[Records held in a dataset]

──────────

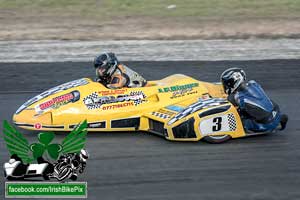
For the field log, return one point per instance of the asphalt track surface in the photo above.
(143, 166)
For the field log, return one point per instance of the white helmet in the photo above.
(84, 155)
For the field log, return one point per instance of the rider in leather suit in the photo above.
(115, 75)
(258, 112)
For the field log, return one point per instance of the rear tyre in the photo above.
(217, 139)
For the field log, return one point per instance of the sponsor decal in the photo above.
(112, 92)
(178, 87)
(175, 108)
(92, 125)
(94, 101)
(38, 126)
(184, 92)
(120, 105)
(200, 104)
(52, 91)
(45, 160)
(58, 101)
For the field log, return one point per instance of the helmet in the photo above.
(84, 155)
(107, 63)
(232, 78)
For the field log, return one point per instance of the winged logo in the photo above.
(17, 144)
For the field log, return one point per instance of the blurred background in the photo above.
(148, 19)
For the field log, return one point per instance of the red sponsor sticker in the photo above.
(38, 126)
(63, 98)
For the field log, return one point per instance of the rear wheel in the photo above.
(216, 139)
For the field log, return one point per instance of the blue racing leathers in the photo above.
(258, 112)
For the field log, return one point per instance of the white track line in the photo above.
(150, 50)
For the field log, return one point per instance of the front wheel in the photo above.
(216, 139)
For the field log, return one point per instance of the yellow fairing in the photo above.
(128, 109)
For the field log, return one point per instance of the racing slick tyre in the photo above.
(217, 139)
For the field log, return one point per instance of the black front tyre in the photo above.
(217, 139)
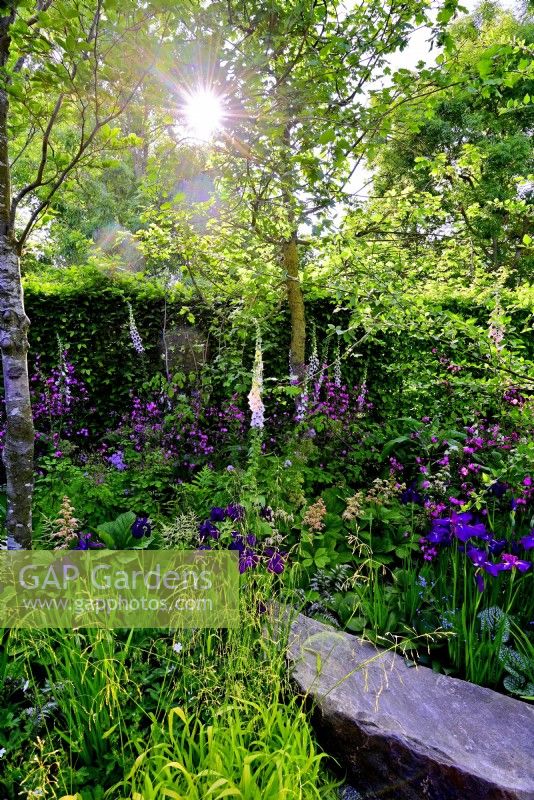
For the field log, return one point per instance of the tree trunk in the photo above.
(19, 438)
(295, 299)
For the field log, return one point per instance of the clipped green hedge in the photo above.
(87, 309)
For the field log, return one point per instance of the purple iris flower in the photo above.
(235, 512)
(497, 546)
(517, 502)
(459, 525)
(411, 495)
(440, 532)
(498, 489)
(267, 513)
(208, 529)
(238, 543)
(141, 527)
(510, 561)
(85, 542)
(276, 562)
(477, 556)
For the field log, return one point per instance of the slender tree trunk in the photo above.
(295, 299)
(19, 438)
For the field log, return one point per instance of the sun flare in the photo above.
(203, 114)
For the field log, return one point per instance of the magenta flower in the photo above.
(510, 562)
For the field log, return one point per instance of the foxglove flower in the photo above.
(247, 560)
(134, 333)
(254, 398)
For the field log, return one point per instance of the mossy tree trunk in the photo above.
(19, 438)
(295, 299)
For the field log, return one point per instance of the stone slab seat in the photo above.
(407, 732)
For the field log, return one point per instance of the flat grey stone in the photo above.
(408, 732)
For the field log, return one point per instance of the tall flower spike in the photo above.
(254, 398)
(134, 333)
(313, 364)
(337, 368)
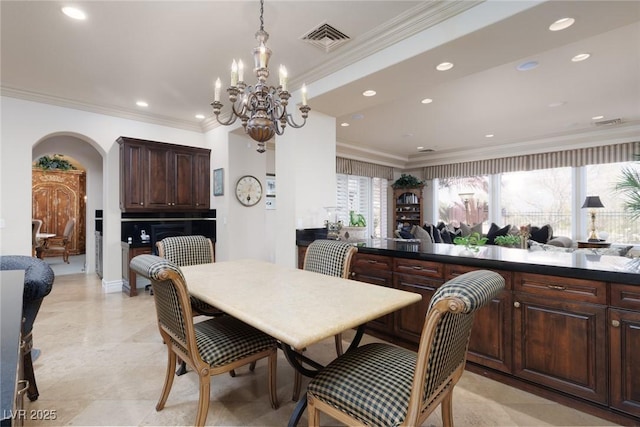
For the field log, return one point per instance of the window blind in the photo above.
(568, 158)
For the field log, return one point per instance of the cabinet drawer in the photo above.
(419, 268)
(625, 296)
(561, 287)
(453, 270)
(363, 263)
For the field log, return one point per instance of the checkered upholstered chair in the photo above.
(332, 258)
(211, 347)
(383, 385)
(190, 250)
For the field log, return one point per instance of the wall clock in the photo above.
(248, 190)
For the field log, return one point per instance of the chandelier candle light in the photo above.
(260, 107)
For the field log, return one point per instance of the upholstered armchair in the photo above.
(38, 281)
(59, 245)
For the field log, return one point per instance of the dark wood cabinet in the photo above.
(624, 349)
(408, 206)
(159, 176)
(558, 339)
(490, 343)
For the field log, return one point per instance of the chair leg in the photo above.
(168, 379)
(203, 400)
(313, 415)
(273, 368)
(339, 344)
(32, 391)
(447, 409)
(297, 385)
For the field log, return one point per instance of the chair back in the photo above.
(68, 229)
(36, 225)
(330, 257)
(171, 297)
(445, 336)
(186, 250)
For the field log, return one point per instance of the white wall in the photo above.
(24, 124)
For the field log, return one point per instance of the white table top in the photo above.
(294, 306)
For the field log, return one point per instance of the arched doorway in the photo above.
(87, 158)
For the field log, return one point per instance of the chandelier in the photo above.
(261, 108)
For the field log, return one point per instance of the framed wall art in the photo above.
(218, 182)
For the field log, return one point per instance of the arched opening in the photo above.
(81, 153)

──────────

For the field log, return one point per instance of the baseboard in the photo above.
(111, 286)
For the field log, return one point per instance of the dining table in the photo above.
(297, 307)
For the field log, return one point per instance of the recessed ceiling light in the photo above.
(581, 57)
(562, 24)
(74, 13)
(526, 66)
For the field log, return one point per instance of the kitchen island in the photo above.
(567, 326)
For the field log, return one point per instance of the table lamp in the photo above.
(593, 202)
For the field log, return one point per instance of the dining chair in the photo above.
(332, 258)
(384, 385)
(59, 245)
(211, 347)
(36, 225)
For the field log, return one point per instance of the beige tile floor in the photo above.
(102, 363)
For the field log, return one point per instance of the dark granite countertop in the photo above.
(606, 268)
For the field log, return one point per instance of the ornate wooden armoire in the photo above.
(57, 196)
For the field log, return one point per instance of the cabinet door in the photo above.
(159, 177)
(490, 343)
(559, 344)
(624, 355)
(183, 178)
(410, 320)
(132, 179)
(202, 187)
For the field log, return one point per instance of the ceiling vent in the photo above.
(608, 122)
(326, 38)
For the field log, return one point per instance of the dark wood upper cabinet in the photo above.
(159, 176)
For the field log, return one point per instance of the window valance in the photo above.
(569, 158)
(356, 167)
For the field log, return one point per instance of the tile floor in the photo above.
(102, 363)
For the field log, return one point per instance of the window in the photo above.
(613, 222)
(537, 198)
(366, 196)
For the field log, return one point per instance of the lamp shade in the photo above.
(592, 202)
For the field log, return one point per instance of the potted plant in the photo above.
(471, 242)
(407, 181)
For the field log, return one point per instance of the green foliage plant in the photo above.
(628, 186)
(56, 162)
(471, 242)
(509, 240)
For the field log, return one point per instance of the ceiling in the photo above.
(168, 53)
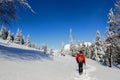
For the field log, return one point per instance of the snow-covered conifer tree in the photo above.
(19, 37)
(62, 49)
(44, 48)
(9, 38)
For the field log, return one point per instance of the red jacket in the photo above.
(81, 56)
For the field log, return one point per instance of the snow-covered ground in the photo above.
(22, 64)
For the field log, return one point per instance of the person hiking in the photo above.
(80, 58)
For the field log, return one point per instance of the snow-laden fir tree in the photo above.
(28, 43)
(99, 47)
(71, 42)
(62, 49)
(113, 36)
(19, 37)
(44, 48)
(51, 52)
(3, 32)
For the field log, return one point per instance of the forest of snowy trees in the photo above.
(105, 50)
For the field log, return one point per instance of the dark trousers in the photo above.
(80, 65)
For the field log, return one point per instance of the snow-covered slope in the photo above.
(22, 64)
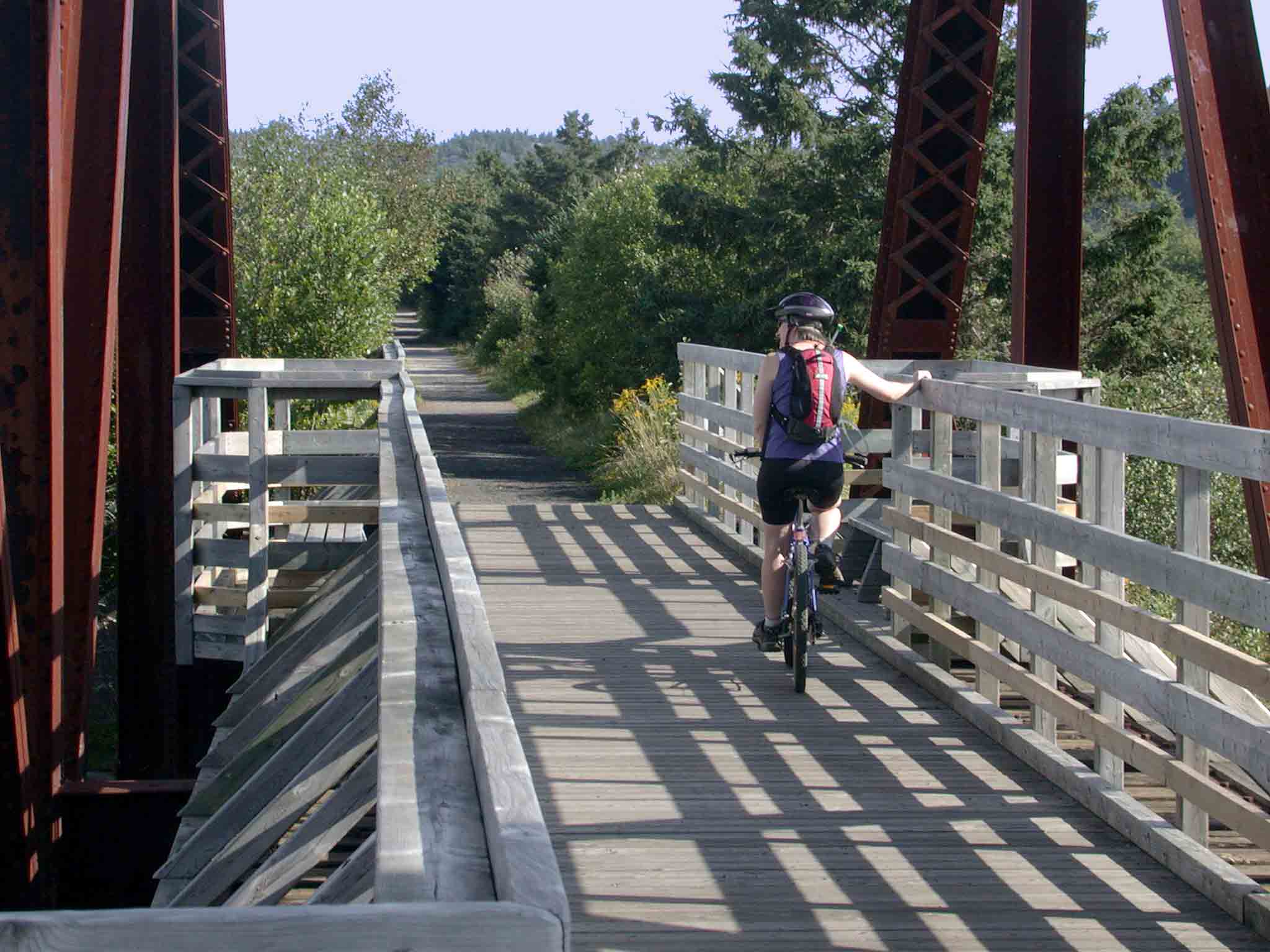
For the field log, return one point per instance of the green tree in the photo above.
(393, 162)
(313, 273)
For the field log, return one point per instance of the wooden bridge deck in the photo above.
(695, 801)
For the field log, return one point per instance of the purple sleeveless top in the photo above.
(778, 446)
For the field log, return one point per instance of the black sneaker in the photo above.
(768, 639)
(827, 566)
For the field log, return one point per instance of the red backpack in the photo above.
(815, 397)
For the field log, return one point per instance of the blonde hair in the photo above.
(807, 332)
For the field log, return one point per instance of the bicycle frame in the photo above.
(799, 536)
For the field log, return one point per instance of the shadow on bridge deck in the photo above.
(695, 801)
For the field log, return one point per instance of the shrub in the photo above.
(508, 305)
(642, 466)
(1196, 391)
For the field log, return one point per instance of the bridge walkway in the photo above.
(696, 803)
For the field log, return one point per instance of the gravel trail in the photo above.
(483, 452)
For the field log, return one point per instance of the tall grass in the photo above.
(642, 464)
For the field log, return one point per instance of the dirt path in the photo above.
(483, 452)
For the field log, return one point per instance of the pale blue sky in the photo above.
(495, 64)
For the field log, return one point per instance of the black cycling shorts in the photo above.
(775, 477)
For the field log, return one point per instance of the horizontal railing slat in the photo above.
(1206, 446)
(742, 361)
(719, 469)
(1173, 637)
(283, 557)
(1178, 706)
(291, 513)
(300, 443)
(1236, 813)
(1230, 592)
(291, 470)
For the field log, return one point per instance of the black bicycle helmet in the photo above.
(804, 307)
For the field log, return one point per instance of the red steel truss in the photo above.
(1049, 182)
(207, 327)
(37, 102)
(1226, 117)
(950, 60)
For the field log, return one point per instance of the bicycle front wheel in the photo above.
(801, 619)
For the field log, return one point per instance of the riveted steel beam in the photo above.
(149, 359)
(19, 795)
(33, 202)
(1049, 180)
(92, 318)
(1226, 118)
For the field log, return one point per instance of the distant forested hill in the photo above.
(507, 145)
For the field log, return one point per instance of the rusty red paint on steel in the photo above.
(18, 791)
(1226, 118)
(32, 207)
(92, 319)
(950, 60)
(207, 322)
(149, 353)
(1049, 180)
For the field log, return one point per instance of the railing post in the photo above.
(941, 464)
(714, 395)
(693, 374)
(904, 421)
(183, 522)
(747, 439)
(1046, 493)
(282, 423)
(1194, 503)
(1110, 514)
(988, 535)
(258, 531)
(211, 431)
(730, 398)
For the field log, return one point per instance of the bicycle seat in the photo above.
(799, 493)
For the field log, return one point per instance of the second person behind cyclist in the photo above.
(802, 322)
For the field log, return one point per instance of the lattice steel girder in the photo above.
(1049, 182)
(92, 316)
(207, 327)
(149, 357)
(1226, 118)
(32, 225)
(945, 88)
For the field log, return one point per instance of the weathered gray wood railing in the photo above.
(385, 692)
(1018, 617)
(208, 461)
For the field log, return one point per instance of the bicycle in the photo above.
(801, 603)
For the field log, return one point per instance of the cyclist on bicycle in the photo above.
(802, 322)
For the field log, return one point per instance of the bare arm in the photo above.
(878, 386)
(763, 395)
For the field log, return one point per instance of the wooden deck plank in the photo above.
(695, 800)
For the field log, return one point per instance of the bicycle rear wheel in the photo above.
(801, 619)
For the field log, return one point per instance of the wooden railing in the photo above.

──────────

● **WHAT YOU ARE ASKED TO DO**:
Count the lines in the entries above that contain the string "bicycle". Reply with the number alone.

● **ANSWER TO THIS EXERCISE**:
7